> _RECORDS PROVIDED_

++++++++

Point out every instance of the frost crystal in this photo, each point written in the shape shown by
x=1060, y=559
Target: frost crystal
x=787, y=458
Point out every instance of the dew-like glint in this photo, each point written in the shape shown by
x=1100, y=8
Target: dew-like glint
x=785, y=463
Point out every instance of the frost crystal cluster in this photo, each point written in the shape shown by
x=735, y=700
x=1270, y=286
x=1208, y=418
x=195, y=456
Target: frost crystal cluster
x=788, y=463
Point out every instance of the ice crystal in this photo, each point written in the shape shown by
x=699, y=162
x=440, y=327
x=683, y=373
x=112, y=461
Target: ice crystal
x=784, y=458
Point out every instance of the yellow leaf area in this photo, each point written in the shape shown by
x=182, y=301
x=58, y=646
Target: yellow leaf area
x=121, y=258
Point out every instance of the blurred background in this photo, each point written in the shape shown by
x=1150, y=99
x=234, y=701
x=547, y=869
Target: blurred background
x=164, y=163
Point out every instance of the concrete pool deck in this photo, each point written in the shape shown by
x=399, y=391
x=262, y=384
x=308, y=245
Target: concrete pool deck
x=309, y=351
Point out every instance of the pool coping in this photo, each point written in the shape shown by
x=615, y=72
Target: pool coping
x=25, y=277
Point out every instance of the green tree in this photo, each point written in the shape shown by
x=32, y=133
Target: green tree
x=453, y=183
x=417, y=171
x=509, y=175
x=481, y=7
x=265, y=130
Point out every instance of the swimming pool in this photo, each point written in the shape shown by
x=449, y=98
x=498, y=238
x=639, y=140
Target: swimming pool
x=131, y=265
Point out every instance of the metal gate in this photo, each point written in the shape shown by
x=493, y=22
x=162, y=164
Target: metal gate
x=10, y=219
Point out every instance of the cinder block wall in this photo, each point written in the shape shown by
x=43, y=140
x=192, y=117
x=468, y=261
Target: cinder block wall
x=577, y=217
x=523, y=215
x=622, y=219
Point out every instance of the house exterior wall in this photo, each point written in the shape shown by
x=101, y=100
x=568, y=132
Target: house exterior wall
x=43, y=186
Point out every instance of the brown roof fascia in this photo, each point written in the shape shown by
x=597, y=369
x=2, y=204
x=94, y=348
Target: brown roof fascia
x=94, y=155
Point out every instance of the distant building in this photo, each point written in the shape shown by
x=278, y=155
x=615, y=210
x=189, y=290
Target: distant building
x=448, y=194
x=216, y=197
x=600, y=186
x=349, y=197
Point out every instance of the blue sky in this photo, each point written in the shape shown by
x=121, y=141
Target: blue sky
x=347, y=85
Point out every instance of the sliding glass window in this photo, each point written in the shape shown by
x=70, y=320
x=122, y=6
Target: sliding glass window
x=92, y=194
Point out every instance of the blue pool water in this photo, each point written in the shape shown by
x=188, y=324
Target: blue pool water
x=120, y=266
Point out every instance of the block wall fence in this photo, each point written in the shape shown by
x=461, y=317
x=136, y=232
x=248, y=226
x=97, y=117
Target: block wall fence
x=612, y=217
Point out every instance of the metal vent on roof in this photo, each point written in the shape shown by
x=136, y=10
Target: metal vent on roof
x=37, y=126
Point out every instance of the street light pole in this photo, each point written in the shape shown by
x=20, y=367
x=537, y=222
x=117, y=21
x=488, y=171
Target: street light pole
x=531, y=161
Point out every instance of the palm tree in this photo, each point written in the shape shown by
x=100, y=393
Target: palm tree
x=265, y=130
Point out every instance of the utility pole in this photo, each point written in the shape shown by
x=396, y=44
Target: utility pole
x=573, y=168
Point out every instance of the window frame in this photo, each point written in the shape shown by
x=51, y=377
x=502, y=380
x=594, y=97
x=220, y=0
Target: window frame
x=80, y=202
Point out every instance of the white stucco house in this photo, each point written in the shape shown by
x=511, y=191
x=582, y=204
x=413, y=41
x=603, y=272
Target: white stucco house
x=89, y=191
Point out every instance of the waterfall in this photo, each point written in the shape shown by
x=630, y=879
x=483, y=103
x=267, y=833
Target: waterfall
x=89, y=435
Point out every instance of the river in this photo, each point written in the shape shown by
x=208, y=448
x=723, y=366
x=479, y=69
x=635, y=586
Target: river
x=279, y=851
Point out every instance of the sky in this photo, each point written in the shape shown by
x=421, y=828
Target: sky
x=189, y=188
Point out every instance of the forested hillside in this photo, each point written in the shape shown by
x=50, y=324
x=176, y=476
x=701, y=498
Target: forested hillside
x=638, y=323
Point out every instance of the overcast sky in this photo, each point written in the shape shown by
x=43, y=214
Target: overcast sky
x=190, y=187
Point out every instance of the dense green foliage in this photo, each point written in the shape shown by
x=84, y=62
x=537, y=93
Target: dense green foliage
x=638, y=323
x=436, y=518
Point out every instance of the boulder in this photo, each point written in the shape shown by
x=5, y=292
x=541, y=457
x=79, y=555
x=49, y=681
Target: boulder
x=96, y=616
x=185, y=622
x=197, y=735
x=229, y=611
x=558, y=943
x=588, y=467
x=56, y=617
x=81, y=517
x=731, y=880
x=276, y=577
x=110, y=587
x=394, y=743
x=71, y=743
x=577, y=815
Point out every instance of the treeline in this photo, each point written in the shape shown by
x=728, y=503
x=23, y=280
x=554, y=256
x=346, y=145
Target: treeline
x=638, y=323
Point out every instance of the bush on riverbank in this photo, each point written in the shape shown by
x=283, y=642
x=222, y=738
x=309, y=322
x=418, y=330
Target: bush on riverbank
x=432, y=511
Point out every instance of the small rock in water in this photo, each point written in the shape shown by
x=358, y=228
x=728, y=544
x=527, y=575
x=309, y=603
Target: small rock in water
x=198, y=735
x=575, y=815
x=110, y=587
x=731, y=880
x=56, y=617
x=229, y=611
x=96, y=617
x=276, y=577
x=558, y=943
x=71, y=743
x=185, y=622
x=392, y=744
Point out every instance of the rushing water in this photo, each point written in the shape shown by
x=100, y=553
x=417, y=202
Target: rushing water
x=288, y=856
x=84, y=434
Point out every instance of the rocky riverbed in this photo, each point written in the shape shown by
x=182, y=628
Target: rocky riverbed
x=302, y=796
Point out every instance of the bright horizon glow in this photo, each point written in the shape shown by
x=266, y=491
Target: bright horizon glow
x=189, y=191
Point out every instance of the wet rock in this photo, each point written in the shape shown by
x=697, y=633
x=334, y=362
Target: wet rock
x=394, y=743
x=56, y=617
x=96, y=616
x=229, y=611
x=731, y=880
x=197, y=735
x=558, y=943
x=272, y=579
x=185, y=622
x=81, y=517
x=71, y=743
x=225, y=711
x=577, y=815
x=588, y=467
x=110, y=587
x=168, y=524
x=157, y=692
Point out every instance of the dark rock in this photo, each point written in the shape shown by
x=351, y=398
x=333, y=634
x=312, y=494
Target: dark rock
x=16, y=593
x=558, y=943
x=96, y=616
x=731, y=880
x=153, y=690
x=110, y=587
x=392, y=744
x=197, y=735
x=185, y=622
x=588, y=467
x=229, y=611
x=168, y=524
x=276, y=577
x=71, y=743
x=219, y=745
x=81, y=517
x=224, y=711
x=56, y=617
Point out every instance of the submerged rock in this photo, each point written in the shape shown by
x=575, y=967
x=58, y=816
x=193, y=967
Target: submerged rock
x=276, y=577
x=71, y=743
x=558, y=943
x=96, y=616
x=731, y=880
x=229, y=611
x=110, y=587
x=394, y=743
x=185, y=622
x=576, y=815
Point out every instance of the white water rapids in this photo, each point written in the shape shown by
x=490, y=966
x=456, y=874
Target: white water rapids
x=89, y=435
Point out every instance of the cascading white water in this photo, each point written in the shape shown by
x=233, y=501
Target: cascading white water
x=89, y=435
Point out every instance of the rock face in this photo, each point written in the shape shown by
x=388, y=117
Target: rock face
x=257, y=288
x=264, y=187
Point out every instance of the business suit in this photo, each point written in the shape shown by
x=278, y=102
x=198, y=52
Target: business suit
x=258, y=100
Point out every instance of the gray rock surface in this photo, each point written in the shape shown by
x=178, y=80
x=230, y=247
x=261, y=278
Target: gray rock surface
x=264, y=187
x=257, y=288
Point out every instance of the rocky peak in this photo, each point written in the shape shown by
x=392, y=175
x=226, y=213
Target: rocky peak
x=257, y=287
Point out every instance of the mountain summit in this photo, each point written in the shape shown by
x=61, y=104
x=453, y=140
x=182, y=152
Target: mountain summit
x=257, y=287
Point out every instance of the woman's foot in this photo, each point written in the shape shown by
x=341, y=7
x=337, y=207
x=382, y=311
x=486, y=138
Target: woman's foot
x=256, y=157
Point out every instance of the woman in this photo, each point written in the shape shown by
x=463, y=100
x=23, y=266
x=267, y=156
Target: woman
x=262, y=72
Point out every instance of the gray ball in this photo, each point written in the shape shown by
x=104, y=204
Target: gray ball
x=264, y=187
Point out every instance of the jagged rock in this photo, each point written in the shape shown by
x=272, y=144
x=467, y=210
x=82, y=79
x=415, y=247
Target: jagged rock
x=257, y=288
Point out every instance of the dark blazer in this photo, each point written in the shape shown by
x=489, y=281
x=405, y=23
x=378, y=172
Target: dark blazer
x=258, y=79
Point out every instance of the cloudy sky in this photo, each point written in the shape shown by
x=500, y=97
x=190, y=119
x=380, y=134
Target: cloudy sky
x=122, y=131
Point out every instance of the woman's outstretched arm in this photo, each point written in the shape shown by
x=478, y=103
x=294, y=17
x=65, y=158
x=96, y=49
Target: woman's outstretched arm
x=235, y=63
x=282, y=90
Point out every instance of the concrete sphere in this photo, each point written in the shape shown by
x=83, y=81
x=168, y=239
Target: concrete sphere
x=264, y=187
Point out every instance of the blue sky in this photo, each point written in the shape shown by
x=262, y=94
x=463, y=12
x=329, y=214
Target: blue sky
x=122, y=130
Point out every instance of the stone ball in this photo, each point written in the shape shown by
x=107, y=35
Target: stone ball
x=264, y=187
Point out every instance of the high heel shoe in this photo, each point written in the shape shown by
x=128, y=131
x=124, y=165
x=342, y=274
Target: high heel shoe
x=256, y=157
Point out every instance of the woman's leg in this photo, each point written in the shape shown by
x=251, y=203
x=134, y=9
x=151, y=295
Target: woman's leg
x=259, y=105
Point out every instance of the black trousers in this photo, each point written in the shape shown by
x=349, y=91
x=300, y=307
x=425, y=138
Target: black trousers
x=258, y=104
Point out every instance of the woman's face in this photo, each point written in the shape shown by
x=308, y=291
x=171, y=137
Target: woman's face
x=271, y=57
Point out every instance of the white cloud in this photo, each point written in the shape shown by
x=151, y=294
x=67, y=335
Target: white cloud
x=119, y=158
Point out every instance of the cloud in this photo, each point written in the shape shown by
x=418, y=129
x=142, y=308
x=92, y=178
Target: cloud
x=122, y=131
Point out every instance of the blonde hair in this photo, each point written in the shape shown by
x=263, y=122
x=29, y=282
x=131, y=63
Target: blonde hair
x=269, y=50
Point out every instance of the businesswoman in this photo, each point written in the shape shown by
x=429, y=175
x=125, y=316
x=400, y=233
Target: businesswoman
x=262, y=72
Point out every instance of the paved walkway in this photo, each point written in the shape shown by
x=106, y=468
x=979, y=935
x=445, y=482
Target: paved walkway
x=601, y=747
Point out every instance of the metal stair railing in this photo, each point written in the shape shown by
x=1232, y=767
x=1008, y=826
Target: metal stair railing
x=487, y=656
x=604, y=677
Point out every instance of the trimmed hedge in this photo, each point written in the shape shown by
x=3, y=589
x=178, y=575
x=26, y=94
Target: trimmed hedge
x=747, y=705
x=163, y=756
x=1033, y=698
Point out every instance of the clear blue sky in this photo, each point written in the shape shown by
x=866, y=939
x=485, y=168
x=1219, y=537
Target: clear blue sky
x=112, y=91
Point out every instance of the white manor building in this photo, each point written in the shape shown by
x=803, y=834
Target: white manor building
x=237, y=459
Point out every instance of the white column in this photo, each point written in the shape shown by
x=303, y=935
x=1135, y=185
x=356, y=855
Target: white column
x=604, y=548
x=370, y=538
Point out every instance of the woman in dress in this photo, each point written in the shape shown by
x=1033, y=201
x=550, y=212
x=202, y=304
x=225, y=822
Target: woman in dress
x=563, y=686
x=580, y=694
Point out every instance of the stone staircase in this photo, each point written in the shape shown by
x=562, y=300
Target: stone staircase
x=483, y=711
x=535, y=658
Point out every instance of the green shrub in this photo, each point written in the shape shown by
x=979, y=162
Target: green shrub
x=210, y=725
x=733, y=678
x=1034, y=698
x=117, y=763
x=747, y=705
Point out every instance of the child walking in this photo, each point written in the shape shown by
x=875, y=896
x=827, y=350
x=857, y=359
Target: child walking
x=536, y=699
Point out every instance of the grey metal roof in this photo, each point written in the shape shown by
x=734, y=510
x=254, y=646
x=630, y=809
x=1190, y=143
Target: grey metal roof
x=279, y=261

++++++++

> _WHAT YOU SHOULD DO_
Take the line with "Point out every instance of the businesswoman" and all lines after it to the last line, and reproduce them exactly.

> _THE REPLY_
Point out every instance of the businesswoman in this photo, each point written in the shape shown by
x=429, y=175
x=125, y=316
x=400, y=233
Target: businesswoman
x=262, y=72
Point out every instance of the paved walkway in this photo, each point written in the shape shown by
x=106, y=468
x=979, y=935
x=445, y=482
Target: paved walkway
x=601, y=747
Point out every instance of the metal stair railing in this photo, each point written in the shape shown by
x=1232, y=767
x=1008, y=826
Target: metal stair railing
x=487, y=656
x=604, y=677
Point out every instance of the trimmed hedge in this photo, each point written in the shape shown by
x=3, y=589
x=178, y=575
x=26, y=94
Target: trimmed hedge
x=747, y=705
x=163, y=756
x=1033, y=698
Point out every instance of the clear blue sky in this photo, each point written in the shape shown by
x=866, y=939
x=485, y=168
x=1219, y=537
Target: clear blue sky
x=112, y=91
Point out every instance of the white manor building in this photo, each point written in the shape shown by
x=803, y=834
Target: white manor building
x=237, y=459
Point out every instance of the white column in this photo, each point written in the shape shown by
x=303, y=935
x=1135, y=185
x=356, y=855
Target: white column
x=604, y=548
x=370, y=538
Point out every instance of the woman in dress in this photo, each point written in the shape shown by
x=1033, y=201
x=550, y=212
x=202, y=304
x=225, y=822
Target: woman in dress
x=563, y=686
x=580, y=694
Point out every instance of the stone staircase in this photo, each point written in the shape shown by
x=562, y=300
Target: stone staircase
x=483, y=711
x=535, y=658
Point out every instance of the green shrub in this photo, each point written in the shape shown by
x=979, y=162
Target: green shrub
x=210, y=725
x=733, y=678
x=1034, y=698
x=117, y=763
x=747, y=705
Point out every instance of the child walking in this photo, each point written in the shape shown by
x=875, y=896
x=827, y=350
x=857, y=359
Target: child walking
x=536, y=699
Point out every instance of the grey metal roof in this photo, each point written in the shape shown by
x=734, y=510
x=254, y=646
x=630, y=809
x=1190, y=143
Target: grey metal roof
x=279, y=261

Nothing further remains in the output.